● **Exercise instructions**:
Copy out the rows below, swapping "integer pixel values" for "whole-number pixel values" everywhere it occurs and keeping everything else the same. Leave the pictures out of your answer.
● ● ●
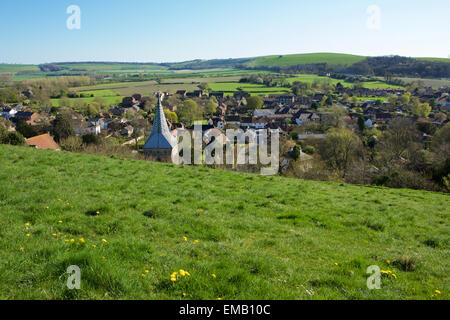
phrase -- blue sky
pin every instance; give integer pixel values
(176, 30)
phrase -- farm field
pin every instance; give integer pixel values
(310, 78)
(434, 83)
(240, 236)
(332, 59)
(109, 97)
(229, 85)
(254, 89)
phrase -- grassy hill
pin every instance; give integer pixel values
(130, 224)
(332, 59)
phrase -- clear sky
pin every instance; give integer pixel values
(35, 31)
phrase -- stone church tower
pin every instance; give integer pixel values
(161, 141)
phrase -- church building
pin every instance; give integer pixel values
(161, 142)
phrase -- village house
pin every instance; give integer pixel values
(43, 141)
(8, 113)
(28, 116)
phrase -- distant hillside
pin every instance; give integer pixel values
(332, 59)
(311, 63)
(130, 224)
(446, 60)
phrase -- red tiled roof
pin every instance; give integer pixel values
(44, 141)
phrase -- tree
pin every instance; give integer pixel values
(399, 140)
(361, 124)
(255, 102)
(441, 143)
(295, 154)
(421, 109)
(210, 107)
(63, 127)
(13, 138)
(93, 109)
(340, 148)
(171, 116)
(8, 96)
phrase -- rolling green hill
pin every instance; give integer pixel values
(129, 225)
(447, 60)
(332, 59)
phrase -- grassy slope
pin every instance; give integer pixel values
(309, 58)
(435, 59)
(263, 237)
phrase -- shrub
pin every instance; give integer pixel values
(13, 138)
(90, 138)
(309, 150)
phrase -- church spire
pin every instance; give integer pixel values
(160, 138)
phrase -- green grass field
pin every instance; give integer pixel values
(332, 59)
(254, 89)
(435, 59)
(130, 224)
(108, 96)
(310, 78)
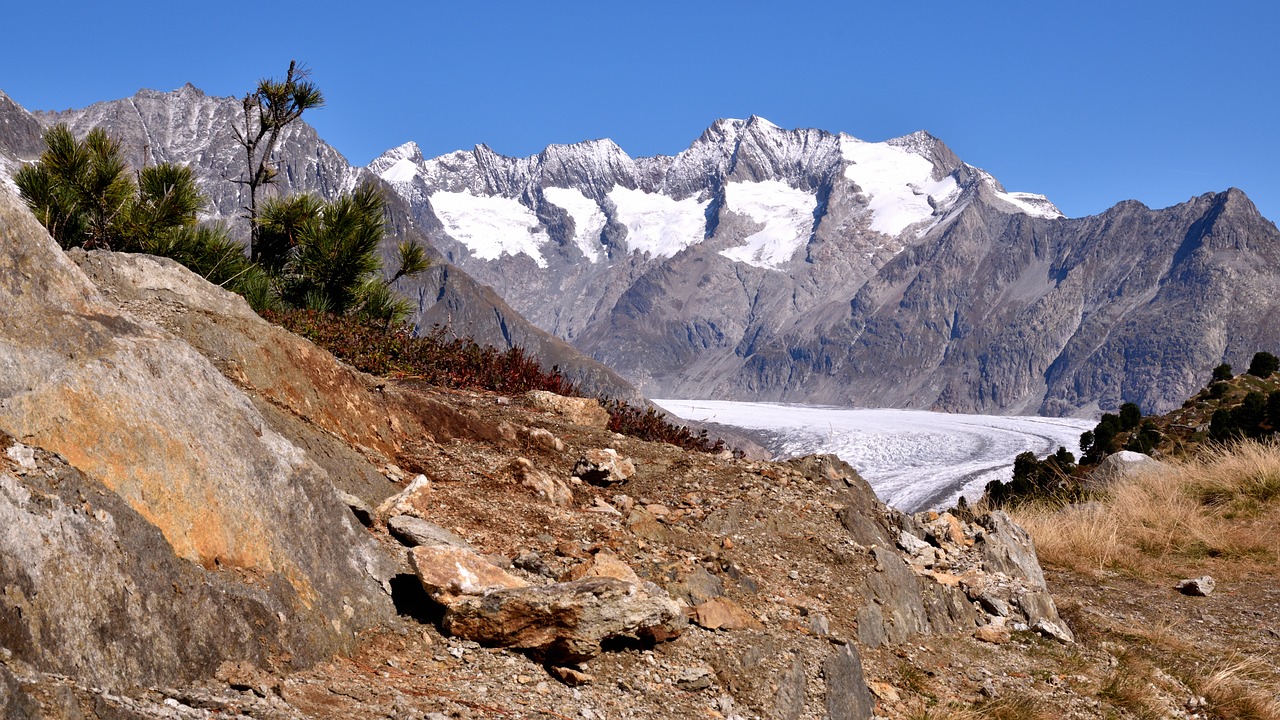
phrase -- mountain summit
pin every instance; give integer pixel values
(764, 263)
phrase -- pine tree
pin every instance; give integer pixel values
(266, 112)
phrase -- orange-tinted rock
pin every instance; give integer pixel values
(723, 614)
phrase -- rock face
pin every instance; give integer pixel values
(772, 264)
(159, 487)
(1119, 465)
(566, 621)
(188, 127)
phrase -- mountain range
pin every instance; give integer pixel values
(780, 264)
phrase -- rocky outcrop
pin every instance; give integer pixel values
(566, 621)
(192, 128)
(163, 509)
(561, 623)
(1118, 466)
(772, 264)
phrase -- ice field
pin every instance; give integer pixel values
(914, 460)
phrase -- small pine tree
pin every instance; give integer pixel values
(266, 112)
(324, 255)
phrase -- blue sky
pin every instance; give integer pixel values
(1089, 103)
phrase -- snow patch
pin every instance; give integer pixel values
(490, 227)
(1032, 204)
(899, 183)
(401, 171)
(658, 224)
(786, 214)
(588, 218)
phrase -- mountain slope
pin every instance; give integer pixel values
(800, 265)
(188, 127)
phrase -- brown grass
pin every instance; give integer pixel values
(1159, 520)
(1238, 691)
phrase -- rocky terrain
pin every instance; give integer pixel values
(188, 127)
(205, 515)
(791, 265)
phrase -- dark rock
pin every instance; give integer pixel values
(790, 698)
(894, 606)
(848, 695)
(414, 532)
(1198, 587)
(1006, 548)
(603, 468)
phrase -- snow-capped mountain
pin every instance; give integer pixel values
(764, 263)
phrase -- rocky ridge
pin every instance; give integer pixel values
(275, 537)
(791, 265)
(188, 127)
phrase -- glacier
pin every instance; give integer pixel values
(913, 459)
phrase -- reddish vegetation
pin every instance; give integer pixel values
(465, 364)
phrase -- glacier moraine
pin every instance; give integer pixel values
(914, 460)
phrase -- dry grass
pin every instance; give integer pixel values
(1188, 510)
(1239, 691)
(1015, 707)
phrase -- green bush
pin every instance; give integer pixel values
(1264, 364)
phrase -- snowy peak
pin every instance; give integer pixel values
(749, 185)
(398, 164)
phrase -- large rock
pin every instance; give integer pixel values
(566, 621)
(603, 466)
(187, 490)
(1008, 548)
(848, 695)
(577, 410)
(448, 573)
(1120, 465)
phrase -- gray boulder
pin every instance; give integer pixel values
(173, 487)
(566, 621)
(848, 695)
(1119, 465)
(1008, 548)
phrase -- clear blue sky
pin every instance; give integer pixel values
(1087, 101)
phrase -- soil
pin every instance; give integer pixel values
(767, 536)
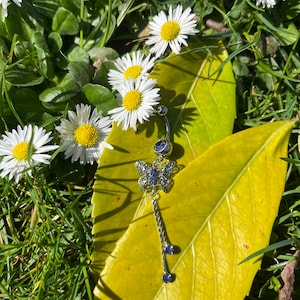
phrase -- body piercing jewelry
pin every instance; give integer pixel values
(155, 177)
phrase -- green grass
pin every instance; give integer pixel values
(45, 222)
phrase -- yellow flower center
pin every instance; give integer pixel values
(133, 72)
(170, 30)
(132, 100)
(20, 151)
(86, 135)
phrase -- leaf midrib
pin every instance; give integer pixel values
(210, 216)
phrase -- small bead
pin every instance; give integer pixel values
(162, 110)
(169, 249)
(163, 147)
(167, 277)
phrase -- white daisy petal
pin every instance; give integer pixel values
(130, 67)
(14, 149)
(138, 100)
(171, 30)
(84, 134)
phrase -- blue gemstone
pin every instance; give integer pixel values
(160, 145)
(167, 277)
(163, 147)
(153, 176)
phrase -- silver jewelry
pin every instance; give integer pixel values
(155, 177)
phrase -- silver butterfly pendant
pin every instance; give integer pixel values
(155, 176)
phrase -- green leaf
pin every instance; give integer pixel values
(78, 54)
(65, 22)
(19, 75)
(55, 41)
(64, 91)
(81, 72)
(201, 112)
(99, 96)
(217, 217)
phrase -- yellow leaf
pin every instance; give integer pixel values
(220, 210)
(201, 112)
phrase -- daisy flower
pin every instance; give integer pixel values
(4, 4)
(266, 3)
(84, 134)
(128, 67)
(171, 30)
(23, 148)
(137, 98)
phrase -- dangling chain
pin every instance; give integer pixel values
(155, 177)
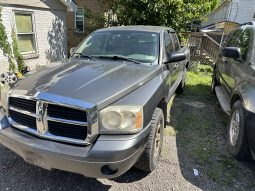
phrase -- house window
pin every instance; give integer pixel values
● ● ●
● **Answer to the task**:
phrase -- blue sky
pin every instance; give whole-number pixel values
(176, 30)
phrase -- farm field
pin every instance; give whole-number pixel values
(310, 78)
(434, 83)
(240, 236)
(332, 59)
(109, 97)
(229, 85)
(254, 89)
phrase -- grassy hill
pin every instance; give whole-number pixel values
(130, 224)
(332, 59)
phrase -- clear sky
pin every instance; give whole-number pixel values
(35, 31)
phrase -- stone church tower
pin every instance; give whole-number pixel values
(161, 141)
phrase -- church building
pin every instance; give whole-number pixel values
(161, 142)
phrase -- village house
pin every instance; give whole-number pixel values
(43, 141)
(8, 113)
(28, 116)
phrase -- distant hillside
pin every instance; give whole-number pixel values
(332, 59)
(311, 63)
(130, 224)
(446, 60)
phrase -- red tiled roof
pin every instance; give whole-number pixel values
(44, 141)
phrase -- tree
pin every instance; give whole-number pixel values
(399, 140)
(361, 124)
(255, 102)
(441, 143)
(295, 154)
(421, 109)
(210, 107)
(63, 127)
(13, 138)
(93, 109)
(340, 148)
(171, 116)
(8, 96)
phrase -- rolling green hill
pin every instance; give whole-number pixel values
(129, 225)
(447, 60)
(332, 59)
phrase -- grassy slope
pin every instance; give whole-number pixel values
(309, 58)
(435, 59)
(263, 237)
phrase -- shrub
pin every instance; give whole-number pixel values
(13, 138)
(90, 138)
(309, 150)
phrase -- church spire
pin every instance; give whole-number pixel values
(160, 138)
phrase -- green grass field
pin every instance; give whole-number pixel values
(332, 59)
(254, 89)
(435, 59)
(130, 224)
(108, 96)
(310, 78)
phrase -- mountain summit
pin every instance; give whole-number pixel values
(764, 263)
phrase -- pine tree
pin every instance; give whole-number pixel values
(266, 112)
phrase -- orange-tinted rock
pin every instance; give whole-number pixel values
(723, 614)
phrase -- rock face
pin every instance; give whole-number pixel values
(772, 264)
(159, 487)
(1119, 465)
(566, 621)
(188, 127)
phrase -- mountain range
pin every instance; give whole-number pixel values
(780, 264)
phrase -- rocky outcrop
pin every instance; give whole-number pixel values
(566, 621)
(192, 128)
(163, 509)
(561, 623)
(1118, 466)
(772, 264)
phrase -- ice field
pin every instance; give whole-number pixel values
(914, 460)
phrase -- small pine tree
pin every instance; give whole-number pixel values
(266, 112)
(324, 255)
phrase -- blue sky
pin every instance; give whole-number pixel values
(1089, 103)
phrase -- snow patch
pin every instance; give whole-number pixel values
(490, 227)
(1032, 204)
(899, 183)
(401, 171)
(658, 224)
(786, 214)
(588, 218)
phrase -- mountain slope
pin every instance; give whole-number pixel values
(800, 265)
(188, 127)
phrase -- brown grass
pin every instance; give whole-number pixel values
(1159, 520)
(1238, 691)
phrase -- rocky terrain
pin every instance; give whole-number pixel values
(188, 127)
(205, 515)
(791, 265)
phrase -- dark rock
pin every instance; give whole-number pixel values
(790, 698)
(894, 606)
(848, 695)
(414, 532)
(1198, 587)
(1006, 548)
(603, 468)
phrase -- snow-capped mountain
pin every instance; give whole-number pixel values
(764, 263)
phrase -- rocky ridge
pin every instance; give whole-number pixel values
(275, 537)
(791, 265)
(188, 127)
phrase -- glacier
pin every instance; give whole-number pixel values
(913, 459)
phrase -- reddish vegetation
pin every instance; give whole-number pixel values
(465, 364)
phrase -- glacier moraine
pin every instance; give whole-number pixel values
(914, 460)
phrase -- dry grass
pin every instance; give whole-number pixel values
(1188, 510)
(1239, 691)
(1015, 707)
phrase -- green bush
pin every instance; give whole-number pixel values
(1264, 364)
phrase -- snowy peak
pin every instance; give whole-number pixel values
(749, 185)
(398, 164)
phrase -- large rock
pin every instance; give whole-number pixel values
(566, 621)
(603, 466)
(187, 490)
(1008, 548)
(848, 695)
(577, 410)
(448, 573)
(1120, 465)
phrase -- gray boulder
pin every instance; give whole-number pixel values
(173, 487)
(566, 621)
(848, 695)
(1119, 465)
(1008, 548)
phrase -- clear blue sky
pin every instance; give whole-number pixel values
(1087, 101)
phrase -- soil
pin every instance; give whole-number pixel values
(767, 536)
phrase -- body piercing jewelry
pin every instance; give whole-number pixel values
(155, 177)
phrase -- green grass
pin every instance; give whole-number pixel values
(45, 222)
phrase -- yellow flower center
pin every instance; give whole-number pixel values
(133, 72)
(170, 30)
(132, 100)
(20, 151)
(86, 135)
phrase -- leaf midrib
pin every instance; give whole-number pixel values
(210, 216)
phrase -- small bead
pin every instance; give whole-number pixel values
(162, 110)
(169, 249)
(163, 147)
(167, 277)
phrase -- white daisy petal
pin every instance; give whole-number pixel values
(130, 67)
(14, 149)
(138, 100)
(171, 30)
(84, 134)
phrase -- blue gemstone
pin every instance; give whole-number pixel values
(160, 145)
(167, 277)
(163, 147)
(153, 176)
phrase -- silver jewelry
pin every instance; give whole-number pixel values
(155, 177)
phrase -- silver butterfly pendant
pin every instance; give whole-number pixel values
(155, 176)
phrase -- green leaf
pin every instance; give whole-number pixel values
(78, 54)
(65, 22)
(19, 75)
(55, 41)
(64, 91)
(81, 72)
(201, 112)
(99, 96)
(217, 217)
phrase -- yellow leaf
pin every instance; give whole-number pixel values
(220, 210)
(201, 112)
phrase -- daisy flower
pin every instance; give whole-number pixel values
(4, 4)
(266, 3)
(84, 134)
(128, 67)
(171, 30)
(23, 148)
(137, 98)
phrase -- dangling chain
pin every instance; give whole-number pixel values
(155, 177)
phrase -- house window
pin every instance; give whole-number pixel values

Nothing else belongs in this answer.